La richiesta di incidente probatorio, quindi, è ormai tardiva e le speranze di chi spera di contestare la verità di Mazzacurati sono destinate al fallimento. Casomai si potrà discutere se i verbali sono utilizzabili ai fini di una sentenza.

 

Chisso e il suo segretario davanti alla Cassazione per tornare in libertà

OGGI LA DECISIONE «Imputazioni generiche»

Lo scandalo del Mose approda in Corte di Cassazione. I primi due imputati che chiedono l’intervento della Suprema Corte sono Renato Chisso ed Enzo Casarin. Entrambi sono stati arrestati il 4 giugno. Il ricorso alla Cassazione è contro la decisione del Tribunale del riesame di Venezia che, per entrambi, ha confermato il carcere. Che cosa dicono gli avvocati Antonio Forza, per Chisso, e Carmela Parziale, per Casarin? Che non ci sono motivi validi per tenerli in carcere, prima di tutto, dal momento che Chisso ha dato le dimissioni da assessore alle Infrastrutture e Casarin dall’incarico di segretario di Chisso. Insomma per entrambi non c’è possibilità di reiterazione del reato se, invece del carcere, vengono messi agli arresti domiciliari.

## DATI

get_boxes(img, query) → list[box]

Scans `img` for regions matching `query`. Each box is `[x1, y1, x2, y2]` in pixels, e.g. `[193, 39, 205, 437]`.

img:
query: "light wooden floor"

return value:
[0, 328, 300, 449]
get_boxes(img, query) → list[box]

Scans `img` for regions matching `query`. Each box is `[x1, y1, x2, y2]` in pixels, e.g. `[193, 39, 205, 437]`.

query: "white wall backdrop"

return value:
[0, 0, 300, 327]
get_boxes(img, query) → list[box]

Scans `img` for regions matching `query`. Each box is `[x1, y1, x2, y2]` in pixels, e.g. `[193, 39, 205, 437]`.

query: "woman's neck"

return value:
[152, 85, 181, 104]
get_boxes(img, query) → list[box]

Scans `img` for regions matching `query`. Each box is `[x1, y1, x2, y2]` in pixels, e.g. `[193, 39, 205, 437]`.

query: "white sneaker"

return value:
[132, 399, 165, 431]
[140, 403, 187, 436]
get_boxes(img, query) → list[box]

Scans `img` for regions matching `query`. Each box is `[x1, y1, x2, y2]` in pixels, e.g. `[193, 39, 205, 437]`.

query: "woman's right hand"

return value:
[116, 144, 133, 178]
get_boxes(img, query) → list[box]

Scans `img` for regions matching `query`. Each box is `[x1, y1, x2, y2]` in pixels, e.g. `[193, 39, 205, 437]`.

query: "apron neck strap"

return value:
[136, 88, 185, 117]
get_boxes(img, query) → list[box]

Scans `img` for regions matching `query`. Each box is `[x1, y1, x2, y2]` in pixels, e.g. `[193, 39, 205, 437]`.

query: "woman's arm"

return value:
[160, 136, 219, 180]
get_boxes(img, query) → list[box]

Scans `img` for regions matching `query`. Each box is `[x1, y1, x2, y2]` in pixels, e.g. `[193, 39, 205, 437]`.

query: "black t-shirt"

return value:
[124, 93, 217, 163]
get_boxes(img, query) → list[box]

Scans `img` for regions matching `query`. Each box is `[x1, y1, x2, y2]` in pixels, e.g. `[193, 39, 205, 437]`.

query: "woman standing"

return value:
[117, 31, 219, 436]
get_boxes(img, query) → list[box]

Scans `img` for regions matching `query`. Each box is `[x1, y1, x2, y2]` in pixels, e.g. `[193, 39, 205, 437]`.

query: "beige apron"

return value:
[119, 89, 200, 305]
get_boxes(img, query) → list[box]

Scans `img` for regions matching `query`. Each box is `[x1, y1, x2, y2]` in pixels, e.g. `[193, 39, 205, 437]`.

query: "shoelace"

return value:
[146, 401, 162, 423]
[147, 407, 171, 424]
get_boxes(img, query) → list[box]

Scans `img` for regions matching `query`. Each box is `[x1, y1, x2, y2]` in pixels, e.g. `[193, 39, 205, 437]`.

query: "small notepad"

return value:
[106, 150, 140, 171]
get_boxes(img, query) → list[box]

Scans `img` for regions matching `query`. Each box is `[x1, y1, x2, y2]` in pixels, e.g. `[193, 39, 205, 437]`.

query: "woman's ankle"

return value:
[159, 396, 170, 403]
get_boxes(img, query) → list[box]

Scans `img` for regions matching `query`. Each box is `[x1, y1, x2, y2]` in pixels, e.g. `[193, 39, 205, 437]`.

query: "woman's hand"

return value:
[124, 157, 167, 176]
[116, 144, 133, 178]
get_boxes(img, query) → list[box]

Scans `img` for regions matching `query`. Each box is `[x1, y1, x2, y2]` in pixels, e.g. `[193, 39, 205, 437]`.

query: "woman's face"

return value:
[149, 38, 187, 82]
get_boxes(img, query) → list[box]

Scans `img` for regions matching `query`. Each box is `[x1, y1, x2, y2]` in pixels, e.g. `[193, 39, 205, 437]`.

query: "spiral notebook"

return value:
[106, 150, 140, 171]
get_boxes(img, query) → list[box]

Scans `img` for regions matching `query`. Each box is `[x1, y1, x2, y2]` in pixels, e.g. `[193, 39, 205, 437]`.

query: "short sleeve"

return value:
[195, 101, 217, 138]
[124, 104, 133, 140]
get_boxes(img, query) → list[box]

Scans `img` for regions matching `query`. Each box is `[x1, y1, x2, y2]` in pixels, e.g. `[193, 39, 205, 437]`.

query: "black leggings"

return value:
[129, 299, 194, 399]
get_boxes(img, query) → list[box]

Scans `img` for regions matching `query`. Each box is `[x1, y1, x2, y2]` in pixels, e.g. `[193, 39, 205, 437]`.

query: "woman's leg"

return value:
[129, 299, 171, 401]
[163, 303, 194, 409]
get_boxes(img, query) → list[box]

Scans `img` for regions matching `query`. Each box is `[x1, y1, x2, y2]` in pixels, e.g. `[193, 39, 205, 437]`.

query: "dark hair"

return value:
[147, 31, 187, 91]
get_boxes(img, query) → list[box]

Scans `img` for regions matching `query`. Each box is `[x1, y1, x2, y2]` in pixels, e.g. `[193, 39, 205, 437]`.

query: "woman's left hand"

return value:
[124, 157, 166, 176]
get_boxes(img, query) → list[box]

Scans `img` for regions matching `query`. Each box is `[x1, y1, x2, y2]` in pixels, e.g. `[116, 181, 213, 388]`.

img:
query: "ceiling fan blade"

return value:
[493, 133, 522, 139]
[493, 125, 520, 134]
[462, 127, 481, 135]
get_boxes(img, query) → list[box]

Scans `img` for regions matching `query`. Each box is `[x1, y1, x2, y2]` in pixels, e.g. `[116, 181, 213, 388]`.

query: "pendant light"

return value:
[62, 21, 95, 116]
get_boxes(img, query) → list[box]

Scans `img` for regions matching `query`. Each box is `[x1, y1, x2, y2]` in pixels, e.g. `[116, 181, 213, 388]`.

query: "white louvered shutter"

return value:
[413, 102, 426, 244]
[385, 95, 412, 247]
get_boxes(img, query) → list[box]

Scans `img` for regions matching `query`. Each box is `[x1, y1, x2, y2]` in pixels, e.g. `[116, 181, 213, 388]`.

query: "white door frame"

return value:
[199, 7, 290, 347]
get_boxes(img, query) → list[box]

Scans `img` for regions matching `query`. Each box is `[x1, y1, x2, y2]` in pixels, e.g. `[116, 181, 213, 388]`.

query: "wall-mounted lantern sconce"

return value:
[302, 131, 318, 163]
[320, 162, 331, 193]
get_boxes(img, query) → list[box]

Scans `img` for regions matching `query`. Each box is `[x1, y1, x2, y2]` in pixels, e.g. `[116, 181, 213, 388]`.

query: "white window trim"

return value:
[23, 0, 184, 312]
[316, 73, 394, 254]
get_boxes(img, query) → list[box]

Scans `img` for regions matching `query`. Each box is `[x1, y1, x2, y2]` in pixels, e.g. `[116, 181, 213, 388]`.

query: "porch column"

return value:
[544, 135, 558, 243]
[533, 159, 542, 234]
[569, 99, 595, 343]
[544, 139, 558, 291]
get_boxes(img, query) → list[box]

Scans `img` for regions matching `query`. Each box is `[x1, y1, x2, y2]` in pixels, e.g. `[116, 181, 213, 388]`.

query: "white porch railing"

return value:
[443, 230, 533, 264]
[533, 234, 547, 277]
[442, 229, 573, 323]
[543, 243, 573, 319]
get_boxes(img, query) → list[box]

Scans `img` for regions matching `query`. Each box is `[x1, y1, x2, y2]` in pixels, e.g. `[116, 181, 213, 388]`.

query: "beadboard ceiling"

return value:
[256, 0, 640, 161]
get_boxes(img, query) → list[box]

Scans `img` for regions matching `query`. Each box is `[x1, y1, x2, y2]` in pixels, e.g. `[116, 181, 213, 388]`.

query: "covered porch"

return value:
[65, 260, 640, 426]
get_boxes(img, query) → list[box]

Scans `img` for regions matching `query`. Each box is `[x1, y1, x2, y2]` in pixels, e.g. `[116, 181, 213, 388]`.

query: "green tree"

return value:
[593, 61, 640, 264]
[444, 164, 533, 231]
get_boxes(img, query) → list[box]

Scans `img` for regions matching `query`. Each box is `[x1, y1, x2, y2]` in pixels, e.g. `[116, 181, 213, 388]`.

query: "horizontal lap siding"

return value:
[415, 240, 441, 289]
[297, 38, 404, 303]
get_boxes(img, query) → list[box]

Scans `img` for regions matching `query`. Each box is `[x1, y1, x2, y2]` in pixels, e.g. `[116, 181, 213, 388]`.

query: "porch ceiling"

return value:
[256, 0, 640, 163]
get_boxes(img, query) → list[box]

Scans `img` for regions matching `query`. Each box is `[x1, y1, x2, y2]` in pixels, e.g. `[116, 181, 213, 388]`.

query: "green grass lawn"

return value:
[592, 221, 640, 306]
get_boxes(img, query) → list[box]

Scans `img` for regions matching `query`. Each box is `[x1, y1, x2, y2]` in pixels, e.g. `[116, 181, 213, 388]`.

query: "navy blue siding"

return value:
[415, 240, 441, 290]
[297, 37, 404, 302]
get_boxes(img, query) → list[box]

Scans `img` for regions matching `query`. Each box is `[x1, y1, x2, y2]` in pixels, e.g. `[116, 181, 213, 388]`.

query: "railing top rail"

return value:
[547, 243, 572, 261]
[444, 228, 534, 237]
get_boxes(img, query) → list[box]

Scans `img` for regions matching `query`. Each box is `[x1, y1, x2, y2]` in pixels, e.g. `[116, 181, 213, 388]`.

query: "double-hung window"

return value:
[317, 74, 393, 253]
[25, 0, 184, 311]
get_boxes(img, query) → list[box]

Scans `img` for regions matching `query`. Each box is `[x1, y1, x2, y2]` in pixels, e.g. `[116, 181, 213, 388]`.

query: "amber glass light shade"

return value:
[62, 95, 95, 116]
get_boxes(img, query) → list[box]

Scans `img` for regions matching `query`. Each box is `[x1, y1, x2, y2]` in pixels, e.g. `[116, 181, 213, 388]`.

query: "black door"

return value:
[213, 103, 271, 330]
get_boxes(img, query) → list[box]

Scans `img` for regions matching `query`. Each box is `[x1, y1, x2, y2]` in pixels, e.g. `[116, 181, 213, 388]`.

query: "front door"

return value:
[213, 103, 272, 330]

## CONSEGNA
Rispondi in base al brano sullo scandalo del Mose.
(a) Come viene definita la richiesta di incidente probatorio?
(b) In che giorno sono stati arrestati Chisso e Casarin?
(c) Quale avvocato difende Casarin?

## SOLUZIONE
(a) Ormai tardiva.
(b) Il 4 giugno.
(c) Carmela Parziale.